_WHAT TO WORK ON:_ Pick out each line of the material below that contains the word "dark", and copy those lines unchanged.

(Excerpts from a point labeling dataset)
────────────────────────────────────────

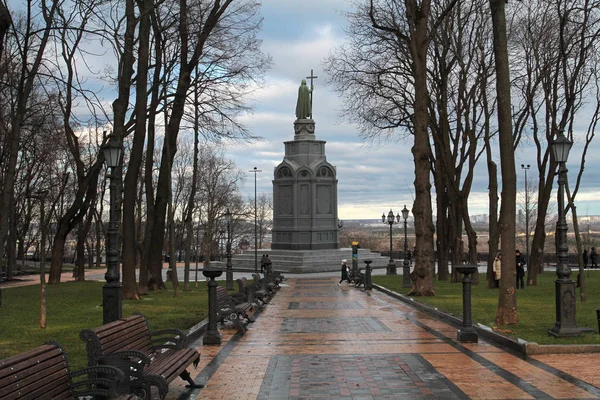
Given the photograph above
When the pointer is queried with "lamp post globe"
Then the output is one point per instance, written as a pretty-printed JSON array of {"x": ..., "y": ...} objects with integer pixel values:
[{"x": 565, "y": 295}]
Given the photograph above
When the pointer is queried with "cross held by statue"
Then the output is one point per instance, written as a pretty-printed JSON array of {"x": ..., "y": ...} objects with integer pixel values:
[{"x": 311, "y": 77}]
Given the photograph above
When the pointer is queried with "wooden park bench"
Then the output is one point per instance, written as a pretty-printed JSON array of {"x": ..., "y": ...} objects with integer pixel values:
[
  {"x": 43, "y": 373},
  {"x": 229, "y": 310},
  {"x": 247, "y": 292},
  {"x": 147, "y": 358}
]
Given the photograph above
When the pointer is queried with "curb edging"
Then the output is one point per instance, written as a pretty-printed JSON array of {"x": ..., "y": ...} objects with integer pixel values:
[{"x": 521, "y": 346}]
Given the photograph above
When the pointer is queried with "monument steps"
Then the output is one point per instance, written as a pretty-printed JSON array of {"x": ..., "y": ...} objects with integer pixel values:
[{"x": 306, "y": 261}]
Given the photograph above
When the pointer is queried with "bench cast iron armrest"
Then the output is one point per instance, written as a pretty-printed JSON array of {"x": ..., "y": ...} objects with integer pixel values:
[
  {"x": 175, "y": 340},
  {"x": 99, "y": 381},
  {"x": 135, "y": 380},
  {"x": 139, "y": 356}
]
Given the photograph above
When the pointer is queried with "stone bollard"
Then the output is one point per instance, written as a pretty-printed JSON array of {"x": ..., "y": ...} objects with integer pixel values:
[
  {"x": 467, "y": 334},
  {"x": 212, "y": 336},
  {"x": 368, "y": 283}
]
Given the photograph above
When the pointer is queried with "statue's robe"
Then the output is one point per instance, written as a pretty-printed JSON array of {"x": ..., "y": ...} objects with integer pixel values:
[{"x": 303, "y": 106}]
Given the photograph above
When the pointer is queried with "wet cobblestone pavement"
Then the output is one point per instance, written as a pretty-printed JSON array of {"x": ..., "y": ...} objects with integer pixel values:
[{"x": 316, "y": 340}]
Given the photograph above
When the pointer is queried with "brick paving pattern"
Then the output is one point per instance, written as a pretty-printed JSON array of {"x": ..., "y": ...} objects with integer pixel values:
[{"x": 316, "y": 340}]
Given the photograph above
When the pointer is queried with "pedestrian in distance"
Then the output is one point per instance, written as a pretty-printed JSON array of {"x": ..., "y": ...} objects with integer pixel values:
[
  {"x": 267, "y": 264},
  {"x": 497, "y": 269},
  {"x": 593, "y": 258},
  {"x": 262, "y": 264},
  {"x": 344, "y": 273},
  {"x": 520, "y": 269}
]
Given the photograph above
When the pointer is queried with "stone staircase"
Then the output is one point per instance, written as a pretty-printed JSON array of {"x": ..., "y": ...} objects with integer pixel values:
[{"x": 305, "y": 261}]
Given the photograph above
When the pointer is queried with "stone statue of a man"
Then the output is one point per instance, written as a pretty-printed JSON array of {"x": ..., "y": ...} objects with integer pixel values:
[{"x": 304, "y": 104}]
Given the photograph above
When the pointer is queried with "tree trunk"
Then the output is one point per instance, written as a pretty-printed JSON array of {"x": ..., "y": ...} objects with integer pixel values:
[
  {"x": 5, "y": 22},
  {"x": 536, "y": 265},
  {"x": 120, "y": 108},
  {"x": 28, "y": 74},
  {"x": 172, "y": 131},
  {"x": 507, "y": 303},
  {"x": 442, "y": 222},
  {"x": 85, "y": 195},
  {"x": 422, "y": 210}
]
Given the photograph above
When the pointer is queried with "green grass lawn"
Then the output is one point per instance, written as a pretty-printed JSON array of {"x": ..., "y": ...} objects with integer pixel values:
[
  {"x": 72, "y": 306},
  {"x": 535, "y": 306}
]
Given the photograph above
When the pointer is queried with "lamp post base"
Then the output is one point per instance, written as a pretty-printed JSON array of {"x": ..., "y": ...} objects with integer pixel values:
[
  {"x": 406, "y": 275},
  {"x": 112, "y": 301},
  {"x": 565, "y": 325},
  {"x": 229, "y": 278},
  {"x": 467, "y": 335},
  {"x": 391, "y": 268},
  {"x": 212, "y": 336}
]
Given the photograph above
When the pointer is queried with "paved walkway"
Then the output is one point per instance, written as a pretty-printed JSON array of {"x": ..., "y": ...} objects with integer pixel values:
[{"x": 318, "y": 340}]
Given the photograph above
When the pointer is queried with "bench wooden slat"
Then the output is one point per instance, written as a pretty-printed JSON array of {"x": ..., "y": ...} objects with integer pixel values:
[
  {"x": 43, "y": 374},
  {"x": 132, "y": 334}
]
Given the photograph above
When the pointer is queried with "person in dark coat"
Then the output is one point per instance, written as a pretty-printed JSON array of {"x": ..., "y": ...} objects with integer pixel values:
[
  {"x": 593, "y": 258},
  {"x": 262, "y": 264},
  {"x": 520, "y": 269},
  {"x": 344, "y": 273}
]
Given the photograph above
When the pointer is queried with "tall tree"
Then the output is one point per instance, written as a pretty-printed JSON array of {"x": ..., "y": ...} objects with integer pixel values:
[
  {"x": 507, "y": 302},
  {"x": 213, "y": 20},
  {"x": 382, "y": 74},
  {"x": 32, "y": 46}
]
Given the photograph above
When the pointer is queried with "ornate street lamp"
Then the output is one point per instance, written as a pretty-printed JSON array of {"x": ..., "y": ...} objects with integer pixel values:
[
  {"x": 405, "y": 266},
  {"x": 565, "y": 287},
  {"x": 111, "y": 292},
  {"x": 526, "y": 167},
  {"x": 391, "y": 268},
  {"x": 229, "y": 268},
  {"x": 255, "y": 223},
  {"x": 221, "y": 240}
]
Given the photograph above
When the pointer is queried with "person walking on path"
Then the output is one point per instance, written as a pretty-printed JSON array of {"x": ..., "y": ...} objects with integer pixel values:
[
  {"x": 497, "y": 269},
  {"x": 267, "y": 264},
  {"x": 344, "y": 273},
  {"x": 262, "y": 264},
  {"x": 520, "y": 269},
  {"x": 593, "y": 258}
]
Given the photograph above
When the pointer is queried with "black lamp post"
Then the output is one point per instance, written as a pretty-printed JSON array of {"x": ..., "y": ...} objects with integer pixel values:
[
  {"x": 221, "y": 240},
  {"x": 111, "y": 292},
  {"x": 255, "y": 223},
  {"x": 565, "y": 325},
  {"x": 405, "y": 266},
  {"x": 391, "y": 268},
  {"x": 229, "y": 268},
  {"x": 526, "y": 167}
]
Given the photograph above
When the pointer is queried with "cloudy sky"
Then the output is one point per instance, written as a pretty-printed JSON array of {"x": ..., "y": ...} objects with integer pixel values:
[{"x": 372, "y": 177}]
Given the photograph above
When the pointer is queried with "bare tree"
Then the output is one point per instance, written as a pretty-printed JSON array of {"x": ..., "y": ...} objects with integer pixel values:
[
  {"x": 387, "y": 55},
  {"x": 559, "y": 40},
  {"x": 507, "y": 302},
  {"x": 32, "y": 45},
  {"x": 200, "y": 25}
]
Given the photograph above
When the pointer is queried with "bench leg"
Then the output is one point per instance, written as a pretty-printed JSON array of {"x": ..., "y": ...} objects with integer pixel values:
[{"x": 185, "y": 375}]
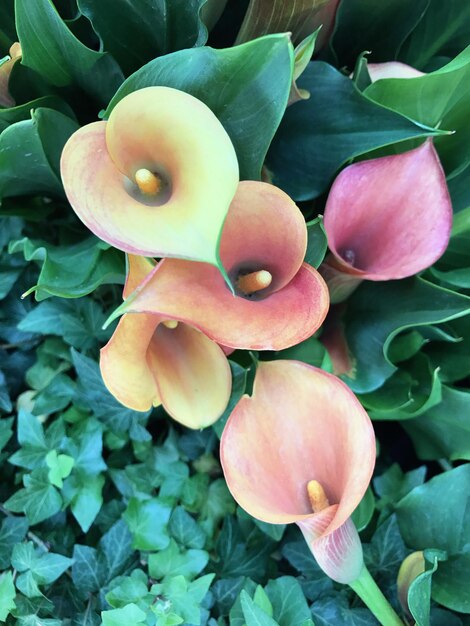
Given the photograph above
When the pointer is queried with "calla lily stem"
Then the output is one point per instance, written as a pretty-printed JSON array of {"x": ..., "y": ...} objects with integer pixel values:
[{"x": 367, "y": 589}]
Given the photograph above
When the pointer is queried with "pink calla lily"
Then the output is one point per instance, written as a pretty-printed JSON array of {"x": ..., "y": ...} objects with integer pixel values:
[
  {"x": 302, "y": 449},
  {"x": 386, "y": 219},
  {"x": 152, "y": 360},
  {"x": 279, "y": 300},
  {"x": 157, "y": 178}
]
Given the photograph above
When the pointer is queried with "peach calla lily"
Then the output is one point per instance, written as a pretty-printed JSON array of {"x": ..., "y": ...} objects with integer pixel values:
[
  {"x": 6, "y": 99},
  {"x": 157, "y": 178},
  {"x": 153, "y": 359},
  {"x": 386, "y": 219},
  {"x": 302, "y": 449},
  {"x": 279, "y": 300}
]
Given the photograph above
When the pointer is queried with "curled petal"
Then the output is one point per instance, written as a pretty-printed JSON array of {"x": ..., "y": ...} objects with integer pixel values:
[
  {"x": 338, "y": 553},
  {"x": 300, "y": 424},
  {"x": 198, "y": 295},
  {"x": 390, "y": 217},
  {"x": 392, "y": 69},
  {"x": 173, "y": 135},
  {"x": 193, "y": 375},
  {"x": 123, "y": 363},
  {"x": 263, "y": 221}
]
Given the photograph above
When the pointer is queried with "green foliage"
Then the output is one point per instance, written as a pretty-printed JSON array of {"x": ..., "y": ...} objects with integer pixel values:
[{"x": 253, "y": 102}]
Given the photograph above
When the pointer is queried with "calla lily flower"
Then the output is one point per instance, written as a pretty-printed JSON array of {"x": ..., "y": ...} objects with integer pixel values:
[
  {"x": 302, "y": 449},
  {"x": 278, "y": 302},
  {"x": 157, "y": 178},
  {"x": 153, "y": 359},
  {"x": 6, "y": 99},
  {"x": 386, "y": 219},
  {"x": 392, "y": 69}
]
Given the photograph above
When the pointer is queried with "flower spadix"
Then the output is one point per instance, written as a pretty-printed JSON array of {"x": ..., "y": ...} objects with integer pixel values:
[
  {"x": 153, "y": 359},
  {"x": 385, "y": 219},
  {"x": 157, "y": 178},
  {"x": 302, "y": 449},
  {"x": 278, "y": 301}
]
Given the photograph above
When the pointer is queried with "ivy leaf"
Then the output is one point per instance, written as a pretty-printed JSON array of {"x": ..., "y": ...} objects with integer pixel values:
[
  {"x": 246, "y": 87},
  {"x": 71, "y": 271},
  {"x": 172, "y": 562},
  {"x": 147, "y": 520},
  {"x": 38, "y": 500},
  {"x": 60, "y": 466},
  {"x": 425, "y": 525}
]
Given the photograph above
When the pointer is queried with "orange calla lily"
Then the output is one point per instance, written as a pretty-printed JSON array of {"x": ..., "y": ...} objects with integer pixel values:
[
  {"x": 157, "y": 178},
  {"x": 386, "y": 219},
  {"x": 152, "y": 360},
  {"x": 279, "y": 300},
  {"x": 6, "y": 99},
  {"x": 302, "y": 449}
]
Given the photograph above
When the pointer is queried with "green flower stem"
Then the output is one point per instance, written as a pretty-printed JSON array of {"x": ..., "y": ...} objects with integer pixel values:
[{"x": 366, "y": 588}]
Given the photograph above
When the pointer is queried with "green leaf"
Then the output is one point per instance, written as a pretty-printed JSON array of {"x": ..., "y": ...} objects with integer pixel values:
[
  {"x": 437, "y": 515},
  {"x": 441, "y": 97},
  {"x": 12, "y": 531},
  {"x": 147, "y": 520},
  {"x": 173, "y": 562},
  {"x": 419, "y": 592},
  {"x": 26, "y": 166},
  {"x": 135, "y": 33},
  {"x": 74, "y": 270},
  {"x": 130, "y": 614},
  {"x": 7, "y": 595},
  {"x": 444, "y": 30},
  {"x": 39, "y": 500},
  {"x": 253, "y": 614},
  {"x": 337, "y": 123},
  {"x": 373, "y": 319},
  {"x": 294, "y": 16},
  {"x": 290, "y": 607},
  {"x": 60, "y": 466},
  {"x": 65, "y": 60},
  {"x": 247, "y": 88},
  {"x": 184, "y": 528},
  {"x": 317, "y": 242},
  {"x": 379, "y": 27},
  {"x": 444, "y": 430}
]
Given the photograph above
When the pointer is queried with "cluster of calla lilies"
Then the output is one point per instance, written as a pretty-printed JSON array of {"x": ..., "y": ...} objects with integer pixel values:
[{"x": 160, "y": 180}]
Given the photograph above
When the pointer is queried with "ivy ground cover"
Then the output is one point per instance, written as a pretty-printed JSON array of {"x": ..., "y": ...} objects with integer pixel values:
[{"x": 234, "y": 313}]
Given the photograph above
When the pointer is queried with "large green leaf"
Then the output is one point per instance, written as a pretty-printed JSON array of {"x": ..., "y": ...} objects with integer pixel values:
[
  {"x": 442, "y": 97},
  {"x": 337, "y": 123},
  {"x": 64, "y": 60},
  {"x": 443, "y": 432},
  {"x": 380, "y": 27},
  {"x": 138, "y": 31},
  {"x": 437, "y": 515},
  {"x": 247, "y": 87},
  {"x": 30, "y": 153},
  {"x": 278, "y": 16},
  {"x": 444, "y": 31},
  {"x": 377, "y": 312}
]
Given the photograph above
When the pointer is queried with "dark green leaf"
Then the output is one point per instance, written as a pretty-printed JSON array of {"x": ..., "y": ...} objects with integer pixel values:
[
  {"x": 137, "y": 32},
  {"x": 437, "y": 515},
  {"x": 247, "y": 88},
  {"x": 65, "y": 60},
  {"x": 337, "y": 123}
]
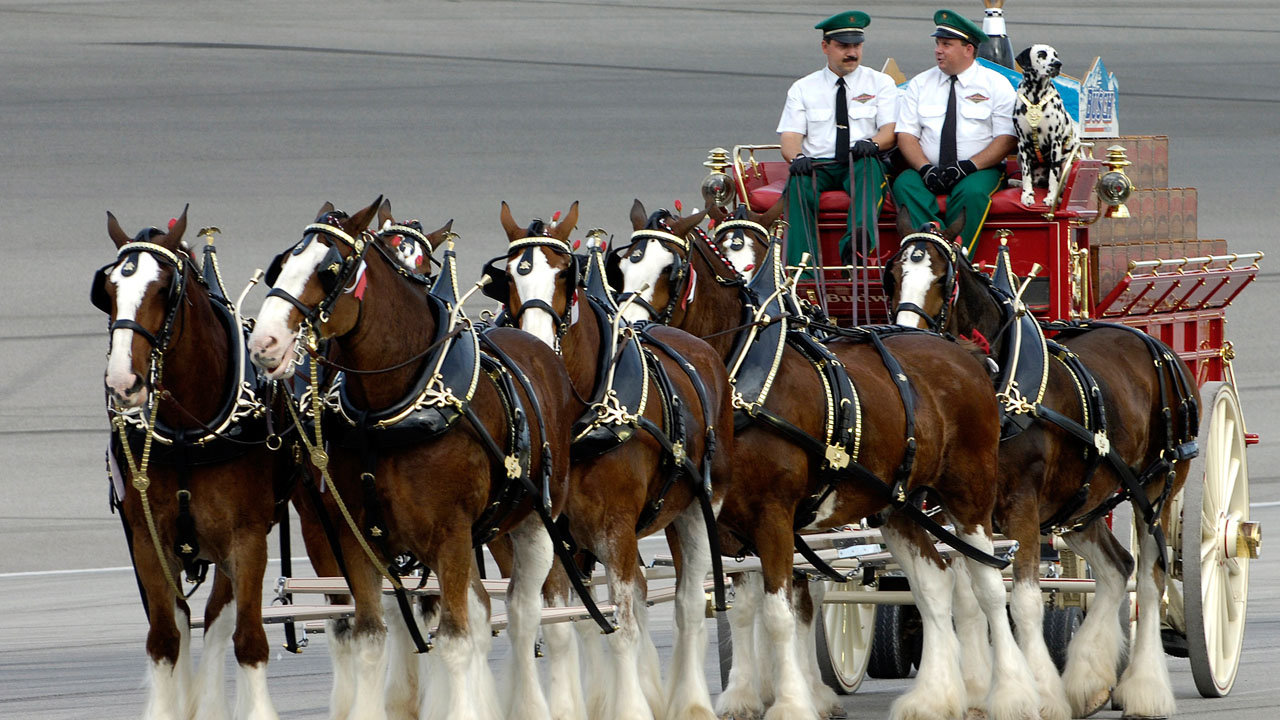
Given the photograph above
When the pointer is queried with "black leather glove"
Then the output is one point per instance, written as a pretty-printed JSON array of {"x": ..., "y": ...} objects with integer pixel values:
[
  {"x": 863, "y": 149},
  {"x": 955, "y": 173},
  {"x": 801, "y": 165},
  {"x": 932, "y": 177}
]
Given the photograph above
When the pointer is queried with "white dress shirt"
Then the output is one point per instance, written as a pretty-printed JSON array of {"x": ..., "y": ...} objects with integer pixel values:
[
  {"x": 810, "y": 108},
  {"x": 984, "y": 109}
]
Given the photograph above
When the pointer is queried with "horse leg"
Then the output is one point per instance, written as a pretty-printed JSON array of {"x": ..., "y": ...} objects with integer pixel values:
[
  {"x": 533, "y": 561},
  {"x": 337, "y": 632},
  {"x": 368, "y": 637},
  {"x": 974, "y": 638},
  {"x": 460, "y": 665},
  {"x": 248, "y": 564},
  {"x": 807, "y": 598},
  {"x": 741, "y": 698},
  {"x": 688, "y": 696},
  {"x": 1013, "y": 691},
  {"x": 938, "y": 689},
  {"x": 627, "y": 700},
  {"x": 1027, "y": 606},
  {"x": 403, "y": 695},
  {"x": 648, "y": 665},
  {"x": 209, "y": 701},
  {"x": 168, "y": 636},
  {"x": 1093, "y": 656},
  {"x": 776, "y": 545},
  {"x": 1144, "y": 689}
]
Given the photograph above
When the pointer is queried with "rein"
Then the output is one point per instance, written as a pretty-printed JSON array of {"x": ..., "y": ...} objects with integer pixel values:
[{"x": 315, "y": 354}]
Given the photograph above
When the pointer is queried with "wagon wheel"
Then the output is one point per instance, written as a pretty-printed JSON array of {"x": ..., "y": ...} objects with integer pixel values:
[
  {"x": 1216, "y": 542},
  {"x": 845, "y": 632},
  {"x": 891, "y": 652},
  {"x": 1060, "y": 627}
]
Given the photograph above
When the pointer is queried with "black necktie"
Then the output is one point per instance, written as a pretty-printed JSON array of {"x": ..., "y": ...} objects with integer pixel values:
[
  {"x": 841, "y": 121},
  {"x": 947, "y": 142}
]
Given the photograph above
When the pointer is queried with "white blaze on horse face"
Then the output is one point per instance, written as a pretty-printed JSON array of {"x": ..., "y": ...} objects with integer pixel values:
[
  {"x": 650, "y": 269},
  {"x": 538, "y": 282},
  {"x": 273, "y": 338},
  {"x": 918, "y": 277},
  {"x": 743, "y": 259},
  {"x": 129, "y": 292}
]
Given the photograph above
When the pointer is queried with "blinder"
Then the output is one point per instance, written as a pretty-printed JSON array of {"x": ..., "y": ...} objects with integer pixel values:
[
  {"x": 677, "y": 277},
  {"x": 499, "y": 278},
  {"x": 913, "y": 244},
  {"x": 174, "y": 294},
  {"x": 333, "y": 272}
]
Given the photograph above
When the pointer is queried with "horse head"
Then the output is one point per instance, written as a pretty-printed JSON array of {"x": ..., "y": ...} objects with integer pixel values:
[
  {"x": 141, "y": 292},
  {"x": 654, "y": 265},
  {"x": 743, "y": 236},
  {"x": 319, "y": 282},
  {"x": 407, "y": 242},
  {"x": 539, "y": 272},
  {"x": 920, "y": 278}
]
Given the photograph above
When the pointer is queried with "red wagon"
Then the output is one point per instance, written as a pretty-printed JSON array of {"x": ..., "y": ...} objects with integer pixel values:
[{"x": 1120, "y": 246}]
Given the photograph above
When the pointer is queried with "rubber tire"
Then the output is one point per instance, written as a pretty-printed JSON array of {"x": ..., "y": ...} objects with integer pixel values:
[
  {"x": 1060, "y": 627},
  {"x": 891, "y": 651},
  {"x": 842, "y": 680}
]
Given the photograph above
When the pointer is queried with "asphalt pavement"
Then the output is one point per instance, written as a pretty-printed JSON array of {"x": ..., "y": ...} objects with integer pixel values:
[{"x": 257, "y": 113}]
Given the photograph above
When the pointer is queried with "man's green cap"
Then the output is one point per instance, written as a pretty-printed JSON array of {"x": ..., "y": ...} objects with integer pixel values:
[
  {"x": 951, "y": 23},
  {"x": 845, "y": 27}
]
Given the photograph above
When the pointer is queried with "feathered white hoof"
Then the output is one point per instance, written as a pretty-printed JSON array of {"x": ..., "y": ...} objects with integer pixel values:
[
  {"x": 740, "y": 702},
  {"x": 1141, "y": 697},
  {"x": 928, "y": 703},
  {"x": 791, "y": 711}
]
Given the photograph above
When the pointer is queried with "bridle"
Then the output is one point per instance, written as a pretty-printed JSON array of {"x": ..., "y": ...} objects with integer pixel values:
[
  {"x": 128, "y": 254},
  {"x": 499, "y": 286},
  {"x": 679, "y": 278},
  {"x": 337, "y": 274},
  {"x": 917, "y": 242}
]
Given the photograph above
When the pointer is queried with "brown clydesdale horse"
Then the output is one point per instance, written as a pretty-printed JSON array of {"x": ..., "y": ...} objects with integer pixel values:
[
  {"x": 782, "y": 484},
  {"x": 201, "y": 486},
  {"x": 634, "y": 487},
  {"x": 433, "y": 446},
  {"x": 1142, "y": 411}
]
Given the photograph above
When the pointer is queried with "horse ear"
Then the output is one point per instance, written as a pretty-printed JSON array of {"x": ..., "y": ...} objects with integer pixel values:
[
  {"x": 689, "y": 223},
  {"x": 638, "y": 215},
  {"x": 361, "y": 219},
  {"x": 437, "y": 237},
  {"x": 508, "y": 223},
  {"x": 1024, "y": 59},
  {"x": 115, "y": 232},
  {"x": 565, "y": 227},
  {"x": 173, "y": 237},
  {"x": 904, "y": 224},
  {"x": 955, "y": 227}
]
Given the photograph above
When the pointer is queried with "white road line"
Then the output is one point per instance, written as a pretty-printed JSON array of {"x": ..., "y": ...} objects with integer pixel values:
[{"x": 96, "y": 570}]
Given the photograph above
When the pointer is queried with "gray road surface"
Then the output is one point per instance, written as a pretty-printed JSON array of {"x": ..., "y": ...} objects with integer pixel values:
[{"x": 256, "y": 113}]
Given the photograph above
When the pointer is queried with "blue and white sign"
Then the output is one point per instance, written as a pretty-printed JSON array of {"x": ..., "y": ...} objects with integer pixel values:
[{"x": 1100, "y": 103}]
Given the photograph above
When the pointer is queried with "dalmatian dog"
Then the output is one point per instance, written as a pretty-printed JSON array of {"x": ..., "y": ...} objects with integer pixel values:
[{"x": 1046, "y": 133}]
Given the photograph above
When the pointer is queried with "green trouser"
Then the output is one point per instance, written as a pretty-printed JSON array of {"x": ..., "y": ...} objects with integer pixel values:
[
  {"x": 803, "y": 192},
  {"x": 972, "y": 195}
]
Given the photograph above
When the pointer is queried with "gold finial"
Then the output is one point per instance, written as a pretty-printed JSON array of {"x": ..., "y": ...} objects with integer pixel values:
[
  {"x": 1114, "y": 187},
  {"x": 717, "y": 160},
  {"x": 209, "y": 233}
]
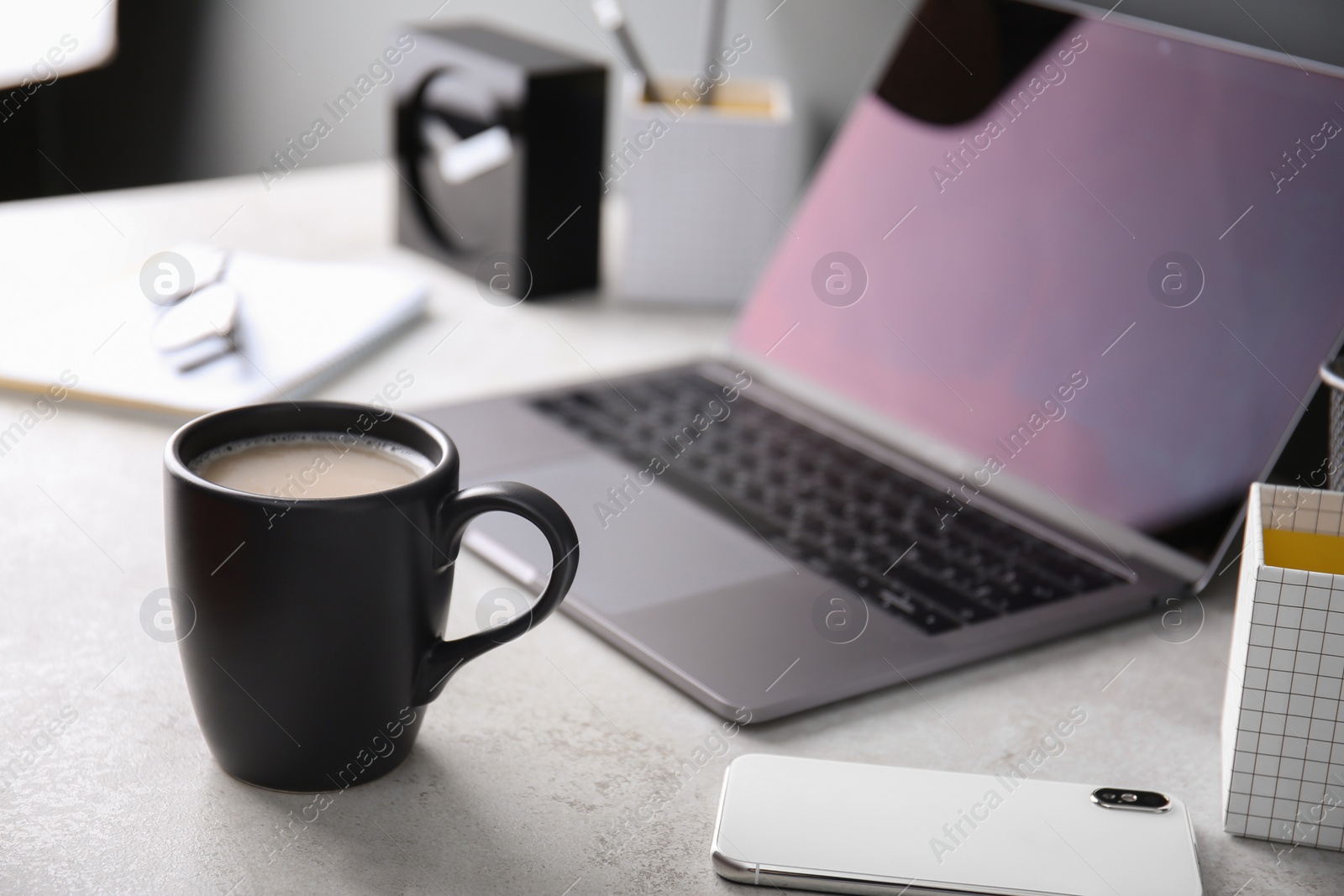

────────────────────────────────────────

_SOLUTION TO THE PROBLEM:_
When the pointer is queried with "person in dark coat"
When the pointer is queried with "dark green leaf"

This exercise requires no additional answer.